• _TASK INSTRUCTIONS_
For this exercise, report every line of the material that includes "overpass".

• _EXTRACTED DATA_
══════════
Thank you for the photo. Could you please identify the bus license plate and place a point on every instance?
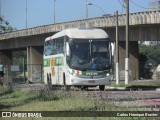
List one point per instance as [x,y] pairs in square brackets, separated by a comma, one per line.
[91,81]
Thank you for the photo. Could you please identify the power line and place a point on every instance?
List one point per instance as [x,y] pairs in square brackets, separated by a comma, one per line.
[140,5]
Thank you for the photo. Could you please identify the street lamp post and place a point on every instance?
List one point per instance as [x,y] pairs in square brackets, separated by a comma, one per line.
[54,11]
[86,9]
[127,43]
[26,14]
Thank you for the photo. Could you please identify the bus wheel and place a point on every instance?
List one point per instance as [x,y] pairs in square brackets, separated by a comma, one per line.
[66,87]
[102,87]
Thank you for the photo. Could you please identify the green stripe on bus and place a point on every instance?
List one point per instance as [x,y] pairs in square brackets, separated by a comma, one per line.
[54,61]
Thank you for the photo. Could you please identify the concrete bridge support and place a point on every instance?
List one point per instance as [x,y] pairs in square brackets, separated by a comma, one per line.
[6,58]
[34,63]
[133,55]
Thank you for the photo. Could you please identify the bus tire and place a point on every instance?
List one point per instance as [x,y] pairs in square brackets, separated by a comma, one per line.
[66,87]
[102,87]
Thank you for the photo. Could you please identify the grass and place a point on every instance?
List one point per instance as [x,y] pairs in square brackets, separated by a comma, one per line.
[26,100]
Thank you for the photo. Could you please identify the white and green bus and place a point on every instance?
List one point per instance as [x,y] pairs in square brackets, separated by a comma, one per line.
[78,57]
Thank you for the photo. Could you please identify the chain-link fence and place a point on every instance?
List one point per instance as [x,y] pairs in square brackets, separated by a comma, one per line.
[27,73]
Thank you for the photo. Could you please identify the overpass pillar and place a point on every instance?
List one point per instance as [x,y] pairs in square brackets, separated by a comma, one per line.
[6,58]
[34,63]
[133,63]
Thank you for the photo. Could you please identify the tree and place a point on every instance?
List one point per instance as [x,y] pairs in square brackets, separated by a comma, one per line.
[4,26]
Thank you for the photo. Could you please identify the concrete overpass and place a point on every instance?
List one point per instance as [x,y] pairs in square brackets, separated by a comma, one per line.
[144,26]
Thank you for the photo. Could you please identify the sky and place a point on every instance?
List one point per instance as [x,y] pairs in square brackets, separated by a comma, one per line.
[41,12]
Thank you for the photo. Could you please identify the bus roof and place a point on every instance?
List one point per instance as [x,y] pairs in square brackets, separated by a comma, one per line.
[80,33]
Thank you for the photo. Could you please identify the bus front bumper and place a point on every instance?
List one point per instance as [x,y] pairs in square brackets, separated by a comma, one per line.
[90,81]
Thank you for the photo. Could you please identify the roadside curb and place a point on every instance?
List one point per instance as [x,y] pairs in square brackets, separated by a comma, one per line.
[124,88]
[158,89]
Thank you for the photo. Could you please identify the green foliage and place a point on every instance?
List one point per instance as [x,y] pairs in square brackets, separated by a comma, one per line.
[152,53]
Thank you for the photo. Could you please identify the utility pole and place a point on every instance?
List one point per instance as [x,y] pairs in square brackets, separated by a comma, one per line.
[86,9]
[54,11]
[127,40]
[117,50]
[26,14]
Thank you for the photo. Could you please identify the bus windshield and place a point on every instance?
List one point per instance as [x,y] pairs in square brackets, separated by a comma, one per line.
[90,54]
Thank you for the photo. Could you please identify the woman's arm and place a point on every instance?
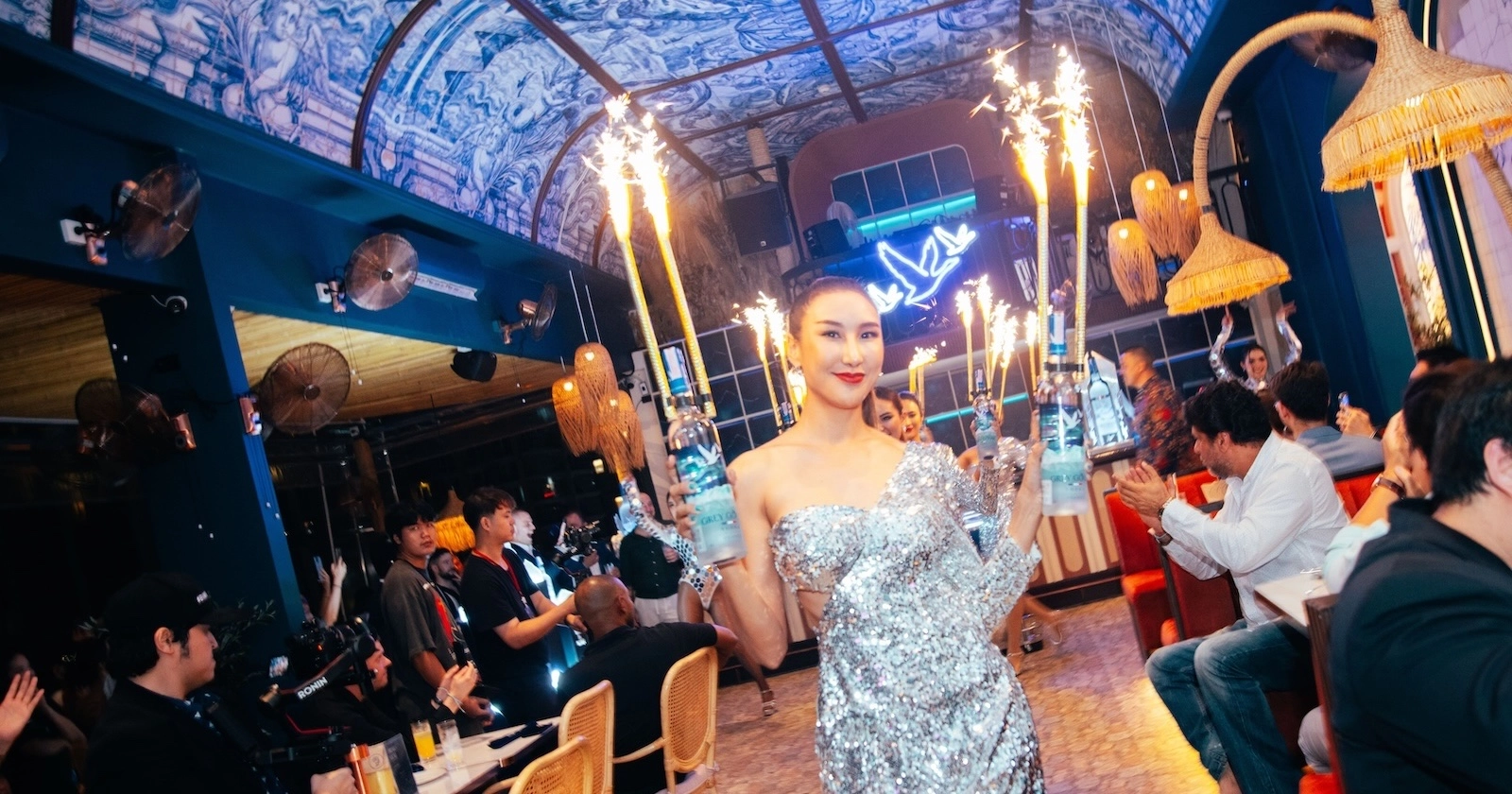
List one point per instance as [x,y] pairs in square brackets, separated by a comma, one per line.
[752,589]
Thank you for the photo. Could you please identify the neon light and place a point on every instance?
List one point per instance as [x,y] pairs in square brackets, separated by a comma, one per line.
[919,277]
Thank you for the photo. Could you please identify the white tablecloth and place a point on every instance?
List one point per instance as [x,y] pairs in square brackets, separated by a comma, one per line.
[476,760]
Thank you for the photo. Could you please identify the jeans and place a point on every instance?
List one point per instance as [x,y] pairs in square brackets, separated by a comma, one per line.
[1216,690]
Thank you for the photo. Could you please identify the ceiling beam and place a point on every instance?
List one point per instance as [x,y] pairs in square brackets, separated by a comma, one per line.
[832,57]
[821,100]
[596,70]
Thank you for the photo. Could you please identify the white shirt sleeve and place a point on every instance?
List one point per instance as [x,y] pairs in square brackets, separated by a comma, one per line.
[1270,521]
[1343,552]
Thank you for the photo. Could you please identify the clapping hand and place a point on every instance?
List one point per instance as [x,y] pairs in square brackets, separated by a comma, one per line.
[17,707]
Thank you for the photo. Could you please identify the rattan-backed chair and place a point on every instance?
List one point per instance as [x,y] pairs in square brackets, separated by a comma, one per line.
[564,770]
[688,722]
[590,715]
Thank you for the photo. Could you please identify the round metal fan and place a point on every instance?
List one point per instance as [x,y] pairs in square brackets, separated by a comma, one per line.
[304,388]
[158,212]
[534,315]
[382,271]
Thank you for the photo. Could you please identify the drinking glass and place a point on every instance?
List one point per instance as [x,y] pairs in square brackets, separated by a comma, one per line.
[423,740]
[451,745]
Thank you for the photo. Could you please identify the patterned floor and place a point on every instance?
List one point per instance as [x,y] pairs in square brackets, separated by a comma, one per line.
[1101,726]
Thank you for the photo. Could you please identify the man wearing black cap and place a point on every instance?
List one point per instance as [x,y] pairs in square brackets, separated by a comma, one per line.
[416,624]
[151,737]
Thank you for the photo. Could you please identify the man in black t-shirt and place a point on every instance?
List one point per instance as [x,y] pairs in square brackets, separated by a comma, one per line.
[507,614]
[635,662]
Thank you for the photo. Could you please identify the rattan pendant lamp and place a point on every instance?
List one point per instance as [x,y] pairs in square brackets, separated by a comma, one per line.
[1224,268]
[1418,110]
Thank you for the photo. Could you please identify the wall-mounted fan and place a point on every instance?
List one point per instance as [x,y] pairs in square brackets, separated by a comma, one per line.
[125,423]
[382,271]
[534,315]
[150,216]
[304,388]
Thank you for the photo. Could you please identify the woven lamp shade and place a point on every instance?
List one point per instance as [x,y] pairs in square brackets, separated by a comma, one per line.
[1418,110]
[594,371]
[1133,264]
[1222,269]
[620,438]
[574,416]
[1156,208]
[1189,229]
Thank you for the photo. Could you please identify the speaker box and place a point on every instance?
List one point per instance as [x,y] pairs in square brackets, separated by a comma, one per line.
[760,219]
[826,239]
[475,365]
[990,196]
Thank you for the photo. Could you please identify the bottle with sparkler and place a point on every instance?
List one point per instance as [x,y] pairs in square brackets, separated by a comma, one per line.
[700,463]
[1065,465]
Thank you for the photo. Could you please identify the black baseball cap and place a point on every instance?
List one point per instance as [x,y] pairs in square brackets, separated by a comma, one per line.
[163,599]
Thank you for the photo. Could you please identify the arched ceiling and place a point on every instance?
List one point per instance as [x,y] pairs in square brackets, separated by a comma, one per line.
[490,108]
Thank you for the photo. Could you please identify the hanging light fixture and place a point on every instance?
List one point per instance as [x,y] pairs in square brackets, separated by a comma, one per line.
[1418,110]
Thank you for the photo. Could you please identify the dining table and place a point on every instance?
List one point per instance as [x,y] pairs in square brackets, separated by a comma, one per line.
[484,766]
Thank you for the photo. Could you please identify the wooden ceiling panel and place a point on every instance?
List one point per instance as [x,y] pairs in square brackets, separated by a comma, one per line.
[52,340]
[397,375]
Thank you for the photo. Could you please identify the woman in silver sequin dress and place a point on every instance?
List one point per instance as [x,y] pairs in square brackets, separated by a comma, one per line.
[912,693]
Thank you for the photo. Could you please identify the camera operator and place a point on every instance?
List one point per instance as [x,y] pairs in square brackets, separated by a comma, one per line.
[347,705]
[151,737]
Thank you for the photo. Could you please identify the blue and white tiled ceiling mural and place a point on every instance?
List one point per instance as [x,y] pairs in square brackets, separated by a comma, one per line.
[483,112]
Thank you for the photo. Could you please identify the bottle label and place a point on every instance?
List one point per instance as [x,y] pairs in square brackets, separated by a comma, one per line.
[1056,333]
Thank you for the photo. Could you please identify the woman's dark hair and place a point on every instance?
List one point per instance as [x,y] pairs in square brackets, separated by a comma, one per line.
[1228,407]
[1478,412]
[405,514]
[486,501]
[1423,401]
[820,286]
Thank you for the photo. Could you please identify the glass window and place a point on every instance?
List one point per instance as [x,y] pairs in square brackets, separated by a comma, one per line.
[885,188]
[851,189]
[953,170]
[919,179]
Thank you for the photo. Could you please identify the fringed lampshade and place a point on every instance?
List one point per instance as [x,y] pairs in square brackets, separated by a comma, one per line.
[594,371]
[1133,264]
[1189,229]
[620,438]
[1156,208]
[1418,110]
[1222,269]
[574,416]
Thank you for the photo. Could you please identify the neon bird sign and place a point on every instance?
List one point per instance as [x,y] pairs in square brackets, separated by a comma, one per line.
[917,280]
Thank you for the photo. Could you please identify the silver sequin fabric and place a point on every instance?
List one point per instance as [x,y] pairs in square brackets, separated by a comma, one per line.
[912,693]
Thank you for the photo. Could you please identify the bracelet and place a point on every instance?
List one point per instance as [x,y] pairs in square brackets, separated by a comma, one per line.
[1383,481]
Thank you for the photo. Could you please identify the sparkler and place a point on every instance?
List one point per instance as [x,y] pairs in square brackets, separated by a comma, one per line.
[1071,97]
[644,159]
[1022,103]
[612,165]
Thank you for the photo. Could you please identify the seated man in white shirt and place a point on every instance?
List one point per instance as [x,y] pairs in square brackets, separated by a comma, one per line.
[1278,516]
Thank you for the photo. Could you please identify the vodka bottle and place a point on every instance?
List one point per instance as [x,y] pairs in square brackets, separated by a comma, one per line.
[700,463]
[983,420]
[1063,469]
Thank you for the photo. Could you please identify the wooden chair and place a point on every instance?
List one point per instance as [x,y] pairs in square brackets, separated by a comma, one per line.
[564,770]
[688,722]
[590,715]
[1320,630]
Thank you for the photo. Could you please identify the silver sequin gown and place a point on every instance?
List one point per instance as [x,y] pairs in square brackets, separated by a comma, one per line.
[912,693]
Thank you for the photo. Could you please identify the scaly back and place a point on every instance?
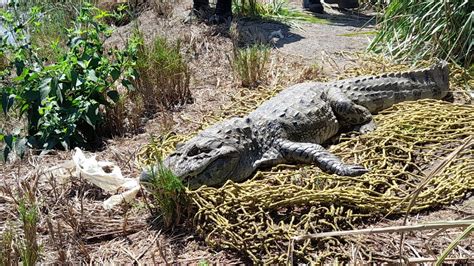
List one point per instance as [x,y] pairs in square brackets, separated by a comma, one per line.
[380,92]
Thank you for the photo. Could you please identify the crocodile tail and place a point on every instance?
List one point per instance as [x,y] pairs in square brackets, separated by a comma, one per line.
[380,92]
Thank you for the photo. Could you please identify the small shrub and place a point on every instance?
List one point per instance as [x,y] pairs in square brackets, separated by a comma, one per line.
[167,193]
[62,100]
[250,64]
[125,116]
[163,75]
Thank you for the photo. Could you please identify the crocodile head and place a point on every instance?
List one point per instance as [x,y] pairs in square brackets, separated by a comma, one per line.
[211,158]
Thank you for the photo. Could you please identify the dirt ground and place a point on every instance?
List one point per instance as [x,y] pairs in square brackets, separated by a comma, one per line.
[72,212]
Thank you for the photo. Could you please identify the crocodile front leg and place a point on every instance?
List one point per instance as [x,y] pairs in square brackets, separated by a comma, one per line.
[300,152]
[349,115]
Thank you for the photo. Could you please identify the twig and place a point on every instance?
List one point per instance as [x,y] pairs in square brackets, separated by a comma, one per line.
[434,172]
[131,255]
[391,229]
[149,246]
[453,244]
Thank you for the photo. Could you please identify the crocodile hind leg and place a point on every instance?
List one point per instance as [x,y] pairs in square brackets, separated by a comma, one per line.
[300,152]
[349,115]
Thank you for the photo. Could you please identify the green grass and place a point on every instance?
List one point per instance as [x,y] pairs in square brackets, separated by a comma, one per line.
[167,193]
[7,253]
[250,64]
[29,248]
[414,30]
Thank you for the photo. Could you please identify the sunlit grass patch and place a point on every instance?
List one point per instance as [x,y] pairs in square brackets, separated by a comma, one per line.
[163,75]
[250,64]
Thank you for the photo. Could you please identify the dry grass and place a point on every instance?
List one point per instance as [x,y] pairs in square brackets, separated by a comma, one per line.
[164,76]
[250,64]
[163,8]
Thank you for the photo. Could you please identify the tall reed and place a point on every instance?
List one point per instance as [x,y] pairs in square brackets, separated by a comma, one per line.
[420,29]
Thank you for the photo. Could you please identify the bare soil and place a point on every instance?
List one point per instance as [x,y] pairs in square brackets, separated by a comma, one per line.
[129,234]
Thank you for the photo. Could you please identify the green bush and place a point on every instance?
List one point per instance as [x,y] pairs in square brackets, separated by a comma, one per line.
[421,29]
[62,100]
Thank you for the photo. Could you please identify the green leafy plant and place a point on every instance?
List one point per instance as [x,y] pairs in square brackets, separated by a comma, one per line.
[163,75]
[250,64]
[416,30]
[62,101]
[167,192]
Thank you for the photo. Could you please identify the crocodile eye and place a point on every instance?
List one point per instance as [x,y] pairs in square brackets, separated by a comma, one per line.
[195,150]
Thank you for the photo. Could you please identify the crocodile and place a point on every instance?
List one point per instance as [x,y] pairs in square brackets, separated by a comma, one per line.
[292,126]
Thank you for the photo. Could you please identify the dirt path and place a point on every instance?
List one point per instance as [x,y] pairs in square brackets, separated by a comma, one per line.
[122,235]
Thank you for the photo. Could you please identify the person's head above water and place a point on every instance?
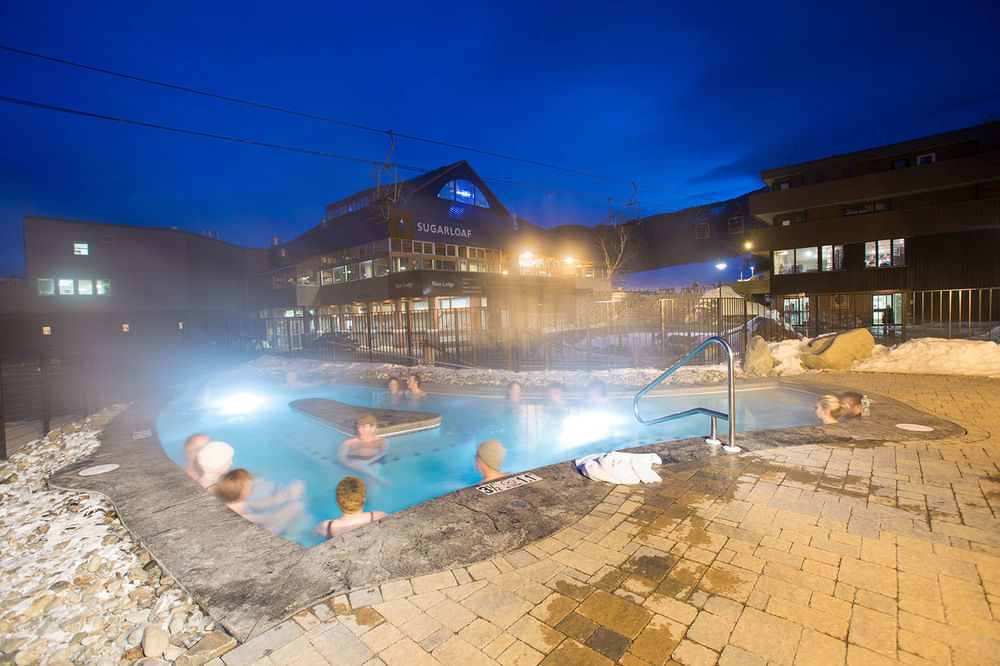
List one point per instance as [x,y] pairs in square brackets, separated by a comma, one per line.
══════════
• _OUTPUT_
Thank you for the photo. Could you please identify the overpass pillar and place a point on every instance?
Thank you for the photo. Could you please identify the concrete overpass and place a point on every instance?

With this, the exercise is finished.